Work instructions: Repeat the lines of the listing below exactly, starting at the line that contains "the bird's leg" and running through the last line, both included, and only those.

** START OF Data for the task **

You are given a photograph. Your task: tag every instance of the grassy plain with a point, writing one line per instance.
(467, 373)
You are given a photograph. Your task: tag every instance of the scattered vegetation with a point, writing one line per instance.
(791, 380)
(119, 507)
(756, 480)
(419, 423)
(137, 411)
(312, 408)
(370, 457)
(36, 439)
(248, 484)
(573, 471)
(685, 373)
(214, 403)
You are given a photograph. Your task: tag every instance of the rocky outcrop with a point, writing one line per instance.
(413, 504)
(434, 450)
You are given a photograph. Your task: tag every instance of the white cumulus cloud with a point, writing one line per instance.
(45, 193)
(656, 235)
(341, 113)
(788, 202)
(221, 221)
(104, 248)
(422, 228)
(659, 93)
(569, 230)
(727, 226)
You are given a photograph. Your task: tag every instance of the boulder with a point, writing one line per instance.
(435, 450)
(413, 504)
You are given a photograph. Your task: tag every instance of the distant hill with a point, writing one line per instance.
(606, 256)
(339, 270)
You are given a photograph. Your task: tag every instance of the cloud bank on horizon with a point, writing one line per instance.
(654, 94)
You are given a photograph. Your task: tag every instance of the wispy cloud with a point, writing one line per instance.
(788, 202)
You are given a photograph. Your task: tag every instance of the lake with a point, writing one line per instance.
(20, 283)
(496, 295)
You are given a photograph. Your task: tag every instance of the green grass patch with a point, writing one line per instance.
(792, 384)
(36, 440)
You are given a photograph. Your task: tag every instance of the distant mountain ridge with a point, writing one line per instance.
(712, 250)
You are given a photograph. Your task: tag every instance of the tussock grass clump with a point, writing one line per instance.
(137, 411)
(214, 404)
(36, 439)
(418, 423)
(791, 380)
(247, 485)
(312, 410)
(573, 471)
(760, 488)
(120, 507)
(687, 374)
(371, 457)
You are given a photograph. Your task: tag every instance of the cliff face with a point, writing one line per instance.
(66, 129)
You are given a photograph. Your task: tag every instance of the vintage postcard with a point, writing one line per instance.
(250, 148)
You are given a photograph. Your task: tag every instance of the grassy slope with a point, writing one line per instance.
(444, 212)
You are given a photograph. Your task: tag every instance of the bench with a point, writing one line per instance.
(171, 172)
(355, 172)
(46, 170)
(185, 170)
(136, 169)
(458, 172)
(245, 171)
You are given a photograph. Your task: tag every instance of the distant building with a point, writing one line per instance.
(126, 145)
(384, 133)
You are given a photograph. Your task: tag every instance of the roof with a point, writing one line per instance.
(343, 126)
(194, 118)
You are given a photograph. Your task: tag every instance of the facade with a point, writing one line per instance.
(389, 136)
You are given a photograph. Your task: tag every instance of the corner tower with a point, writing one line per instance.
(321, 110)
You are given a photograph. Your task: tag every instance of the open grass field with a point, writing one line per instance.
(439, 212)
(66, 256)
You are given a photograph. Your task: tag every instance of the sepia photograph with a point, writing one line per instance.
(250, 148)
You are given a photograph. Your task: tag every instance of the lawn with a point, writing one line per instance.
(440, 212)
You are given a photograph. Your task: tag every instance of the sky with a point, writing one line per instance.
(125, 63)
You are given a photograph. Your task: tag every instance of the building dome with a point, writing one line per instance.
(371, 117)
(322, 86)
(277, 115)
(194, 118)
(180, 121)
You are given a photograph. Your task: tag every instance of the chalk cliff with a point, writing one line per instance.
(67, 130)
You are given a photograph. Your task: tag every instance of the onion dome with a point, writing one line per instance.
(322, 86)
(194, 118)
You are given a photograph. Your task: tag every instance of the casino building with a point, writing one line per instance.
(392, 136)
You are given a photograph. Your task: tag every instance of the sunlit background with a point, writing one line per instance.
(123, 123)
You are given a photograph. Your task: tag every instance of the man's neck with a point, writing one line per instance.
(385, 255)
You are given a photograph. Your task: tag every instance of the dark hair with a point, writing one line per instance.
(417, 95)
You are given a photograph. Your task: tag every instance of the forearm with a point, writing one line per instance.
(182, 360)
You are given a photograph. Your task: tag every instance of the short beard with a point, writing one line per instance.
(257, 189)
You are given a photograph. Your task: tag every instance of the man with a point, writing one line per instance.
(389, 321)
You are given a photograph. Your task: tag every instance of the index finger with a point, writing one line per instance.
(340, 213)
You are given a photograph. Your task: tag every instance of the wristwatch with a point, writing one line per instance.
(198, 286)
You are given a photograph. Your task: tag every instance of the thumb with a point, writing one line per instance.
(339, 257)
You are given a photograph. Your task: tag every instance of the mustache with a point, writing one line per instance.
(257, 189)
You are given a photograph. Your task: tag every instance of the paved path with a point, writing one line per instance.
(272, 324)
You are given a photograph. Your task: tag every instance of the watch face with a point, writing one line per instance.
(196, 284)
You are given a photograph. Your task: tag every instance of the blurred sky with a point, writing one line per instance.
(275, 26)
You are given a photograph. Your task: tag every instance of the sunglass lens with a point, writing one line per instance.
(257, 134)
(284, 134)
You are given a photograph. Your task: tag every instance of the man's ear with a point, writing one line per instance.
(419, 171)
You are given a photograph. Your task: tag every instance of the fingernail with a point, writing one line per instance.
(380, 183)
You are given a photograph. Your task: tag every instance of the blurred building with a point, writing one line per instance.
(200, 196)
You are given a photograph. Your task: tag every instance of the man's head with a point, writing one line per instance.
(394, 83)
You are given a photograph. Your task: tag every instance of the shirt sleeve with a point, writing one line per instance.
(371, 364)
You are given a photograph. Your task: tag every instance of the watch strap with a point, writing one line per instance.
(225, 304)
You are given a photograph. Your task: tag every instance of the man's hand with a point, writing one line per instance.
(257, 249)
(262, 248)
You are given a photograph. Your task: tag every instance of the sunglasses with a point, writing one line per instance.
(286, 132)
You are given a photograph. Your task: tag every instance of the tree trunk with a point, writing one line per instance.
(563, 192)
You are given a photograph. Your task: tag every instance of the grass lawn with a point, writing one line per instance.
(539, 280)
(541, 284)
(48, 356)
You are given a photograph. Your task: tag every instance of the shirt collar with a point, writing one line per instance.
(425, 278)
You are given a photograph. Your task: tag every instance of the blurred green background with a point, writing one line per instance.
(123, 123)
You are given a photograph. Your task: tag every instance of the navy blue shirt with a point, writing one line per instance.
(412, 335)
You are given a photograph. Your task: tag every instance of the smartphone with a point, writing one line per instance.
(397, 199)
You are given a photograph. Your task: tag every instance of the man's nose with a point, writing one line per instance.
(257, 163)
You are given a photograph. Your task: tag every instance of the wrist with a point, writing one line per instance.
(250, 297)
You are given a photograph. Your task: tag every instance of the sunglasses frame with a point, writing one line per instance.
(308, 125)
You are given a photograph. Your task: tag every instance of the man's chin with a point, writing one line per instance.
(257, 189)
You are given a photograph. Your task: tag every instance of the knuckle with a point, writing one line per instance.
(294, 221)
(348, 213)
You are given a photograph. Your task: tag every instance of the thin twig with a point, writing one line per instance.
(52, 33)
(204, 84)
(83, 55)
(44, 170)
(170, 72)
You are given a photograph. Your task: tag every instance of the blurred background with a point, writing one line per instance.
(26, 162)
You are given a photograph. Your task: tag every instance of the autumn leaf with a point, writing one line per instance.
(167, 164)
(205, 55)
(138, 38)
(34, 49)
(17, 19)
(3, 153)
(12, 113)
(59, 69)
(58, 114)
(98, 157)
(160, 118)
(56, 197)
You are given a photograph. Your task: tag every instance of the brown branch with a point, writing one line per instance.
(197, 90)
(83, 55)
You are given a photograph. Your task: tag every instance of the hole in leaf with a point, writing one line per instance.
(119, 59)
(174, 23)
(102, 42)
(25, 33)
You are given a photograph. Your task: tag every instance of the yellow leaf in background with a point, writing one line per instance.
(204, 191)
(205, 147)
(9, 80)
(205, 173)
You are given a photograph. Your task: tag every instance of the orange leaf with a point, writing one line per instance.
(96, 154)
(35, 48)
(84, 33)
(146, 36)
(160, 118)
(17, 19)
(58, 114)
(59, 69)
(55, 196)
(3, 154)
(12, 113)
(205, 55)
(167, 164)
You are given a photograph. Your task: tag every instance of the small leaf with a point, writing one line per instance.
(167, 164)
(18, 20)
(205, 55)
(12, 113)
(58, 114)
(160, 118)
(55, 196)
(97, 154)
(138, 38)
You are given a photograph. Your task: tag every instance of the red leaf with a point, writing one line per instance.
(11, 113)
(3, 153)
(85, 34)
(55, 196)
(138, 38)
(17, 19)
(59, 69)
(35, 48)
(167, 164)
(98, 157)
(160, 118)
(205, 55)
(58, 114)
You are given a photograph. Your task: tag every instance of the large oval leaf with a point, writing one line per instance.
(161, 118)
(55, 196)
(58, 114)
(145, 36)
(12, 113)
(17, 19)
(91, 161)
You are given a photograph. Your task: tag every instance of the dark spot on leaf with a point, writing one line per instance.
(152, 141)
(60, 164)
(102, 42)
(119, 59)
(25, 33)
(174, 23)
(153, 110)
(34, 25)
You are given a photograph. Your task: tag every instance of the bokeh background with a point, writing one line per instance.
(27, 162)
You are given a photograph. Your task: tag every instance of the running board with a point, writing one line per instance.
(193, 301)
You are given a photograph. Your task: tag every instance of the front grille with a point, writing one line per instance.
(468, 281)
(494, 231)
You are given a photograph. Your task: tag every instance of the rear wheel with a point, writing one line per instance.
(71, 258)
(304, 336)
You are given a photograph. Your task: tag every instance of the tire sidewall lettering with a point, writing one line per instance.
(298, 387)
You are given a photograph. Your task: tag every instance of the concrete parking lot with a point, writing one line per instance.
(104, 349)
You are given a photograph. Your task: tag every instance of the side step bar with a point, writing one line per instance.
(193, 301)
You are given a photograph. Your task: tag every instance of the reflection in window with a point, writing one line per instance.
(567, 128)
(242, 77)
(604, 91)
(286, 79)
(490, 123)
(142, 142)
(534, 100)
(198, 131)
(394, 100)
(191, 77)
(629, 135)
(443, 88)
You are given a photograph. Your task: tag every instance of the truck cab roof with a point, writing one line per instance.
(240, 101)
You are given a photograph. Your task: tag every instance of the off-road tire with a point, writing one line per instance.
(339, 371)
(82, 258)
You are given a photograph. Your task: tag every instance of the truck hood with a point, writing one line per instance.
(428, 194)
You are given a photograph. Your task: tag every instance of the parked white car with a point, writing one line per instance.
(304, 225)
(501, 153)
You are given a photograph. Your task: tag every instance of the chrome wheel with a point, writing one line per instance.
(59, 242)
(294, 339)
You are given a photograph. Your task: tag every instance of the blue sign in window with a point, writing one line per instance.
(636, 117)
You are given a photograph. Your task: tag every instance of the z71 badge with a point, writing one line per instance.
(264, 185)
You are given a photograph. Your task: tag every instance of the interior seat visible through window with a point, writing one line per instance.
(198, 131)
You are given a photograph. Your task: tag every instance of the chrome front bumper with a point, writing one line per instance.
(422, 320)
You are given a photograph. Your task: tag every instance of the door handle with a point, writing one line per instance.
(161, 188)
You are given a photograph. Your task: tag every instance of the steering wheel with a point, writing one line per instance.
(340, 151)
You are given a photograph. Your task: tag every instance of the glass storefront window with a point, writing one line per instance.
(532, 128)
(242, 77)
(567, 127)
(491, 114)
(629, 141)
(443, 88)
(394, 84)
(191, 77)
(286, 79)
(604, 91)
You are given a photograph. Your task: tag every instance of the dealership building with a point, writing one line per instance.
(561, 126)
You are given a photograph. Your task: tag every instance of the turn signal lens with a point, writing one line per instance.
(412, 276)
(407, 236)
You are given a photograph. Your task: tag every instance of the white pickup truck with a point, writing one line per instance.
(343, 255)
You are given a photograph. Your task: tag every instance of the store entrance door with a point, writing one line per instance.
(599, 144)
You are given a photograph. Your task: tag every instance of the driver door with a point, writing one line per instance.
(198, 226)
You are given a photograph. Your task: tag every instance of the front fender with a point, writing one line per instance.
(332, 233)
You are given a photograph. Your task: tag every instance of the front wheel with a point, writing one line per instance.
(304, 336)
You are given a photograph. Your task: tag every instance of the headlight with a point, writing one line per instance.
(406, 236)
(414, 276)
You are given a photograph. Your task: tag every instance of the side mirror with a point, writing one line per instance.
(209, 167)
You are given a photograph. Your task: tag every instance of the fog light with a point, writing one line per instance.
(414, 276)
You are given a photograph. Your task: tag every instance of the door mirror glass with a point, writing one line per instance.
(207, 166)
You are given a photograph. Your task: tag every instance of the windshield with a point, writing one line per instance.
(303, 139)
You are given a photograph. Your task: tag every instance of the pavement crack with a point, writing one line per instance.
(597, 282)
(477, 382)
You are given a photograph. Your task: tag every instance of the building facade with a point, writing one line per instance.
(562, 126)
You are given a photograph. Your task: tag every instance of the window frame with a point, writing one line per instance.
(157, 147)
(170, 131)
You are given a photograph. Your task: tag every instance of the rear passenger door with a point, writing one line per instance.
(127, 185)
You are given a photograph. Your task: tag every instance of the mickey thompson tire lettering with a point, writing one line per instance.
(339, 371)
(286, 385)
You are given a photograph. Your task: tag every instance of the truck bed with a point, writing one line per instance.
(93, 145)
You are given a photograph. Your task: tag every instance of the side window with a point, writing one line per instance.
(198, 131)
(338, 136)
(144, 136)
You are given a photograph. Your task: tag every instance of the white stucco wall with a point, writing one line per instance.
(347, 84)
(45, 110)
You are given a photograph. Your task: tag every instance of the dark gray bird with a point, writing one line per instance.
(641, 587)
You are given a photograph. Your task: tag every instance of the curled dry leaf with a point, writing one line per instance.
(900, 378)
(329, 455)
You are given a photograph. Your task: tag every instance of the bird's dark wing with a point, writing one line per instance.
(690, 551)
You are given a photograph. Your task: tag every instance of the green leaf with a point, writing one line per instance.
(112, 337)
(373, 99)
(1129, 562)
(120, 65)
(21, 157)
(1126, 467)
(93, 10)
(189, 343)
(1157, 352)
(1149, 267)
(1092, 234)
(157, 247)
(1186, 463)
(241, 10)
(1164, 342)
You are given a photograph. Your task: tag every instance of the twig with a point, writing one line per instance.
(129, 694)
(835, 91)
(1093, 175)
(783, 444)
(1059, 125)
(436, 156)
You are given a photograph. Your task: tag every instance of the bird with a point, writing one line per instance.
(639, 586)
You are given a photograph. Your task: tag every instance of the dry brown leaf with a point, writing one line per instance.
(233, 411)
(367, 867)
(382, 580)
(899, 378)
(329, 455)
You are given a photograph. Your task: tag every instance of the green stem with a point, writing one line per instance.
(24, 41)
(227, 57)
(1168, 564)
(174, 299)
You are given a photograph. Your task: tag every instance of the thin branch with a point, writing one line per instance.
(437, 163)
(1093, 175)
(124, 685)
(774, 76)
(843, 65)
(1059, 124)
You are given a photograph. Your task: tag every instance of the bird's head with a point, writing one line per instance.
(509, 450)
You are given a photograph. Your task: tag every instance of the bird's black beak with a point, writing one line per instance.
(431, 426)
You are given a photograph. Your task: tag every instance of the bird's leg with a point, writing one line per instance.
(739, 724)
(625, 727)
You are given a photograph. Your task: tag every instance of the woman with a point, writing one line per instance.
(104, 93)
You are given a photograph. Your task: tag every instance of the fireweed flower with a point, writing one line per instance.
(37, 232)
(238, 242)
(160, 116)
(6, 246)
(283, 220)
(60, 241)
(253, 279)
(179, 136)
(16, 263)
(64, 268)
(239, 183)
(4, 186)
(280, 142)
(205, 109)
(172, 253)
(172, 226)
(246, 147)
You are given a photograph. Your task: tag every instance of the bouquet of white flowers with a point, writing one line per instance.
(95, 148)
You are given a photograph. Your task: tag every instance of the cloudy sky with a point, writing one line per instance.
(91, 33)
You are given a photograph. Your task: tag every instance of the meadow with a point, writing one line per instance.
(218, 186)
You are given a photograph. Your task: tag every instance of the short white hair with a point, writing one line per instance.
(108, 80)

** END OF Data for the task **

Response for this exercise:
You are given a photograph. Your task: tag every instance of the bird's leg with a point, writing one line per instance.
(739, 724)
(625, 727)
You are given a photograph. Your task: tag every instance of the woman with a point, writing one line per instance.
(104, 93)
You are given a photograph. Your task: tag every instance of the fireweed flower with a point, writing one line per instance.
(37, 232)
(238, 242)
(160, 116)
(6, 246)
(283, 220)
(60, 241)
(253, 279)
(179, 136)
(16, 263)
(64, 268)
(239, 183)
(4, 186)
(280, 142)
(205, 109)
(172, 253)
(172, 226)
(246, 147)
You are given a photograph. Your task: tag every instance of the bouquet of white flowers with a point, writing one line per instance.
(95, 148)
You are given a photograph. Your task: tag every instance of the cloudy sky with a point, writing one line per instance.
(91, 33)
You are given a photograph. Your task: tag every instance of the meadow with a point, writing one line per instance.
(218, 186)
You are given a photograph. Your task: tag every instance of the short white hair with a point, writing one line per instance.
(108, 80)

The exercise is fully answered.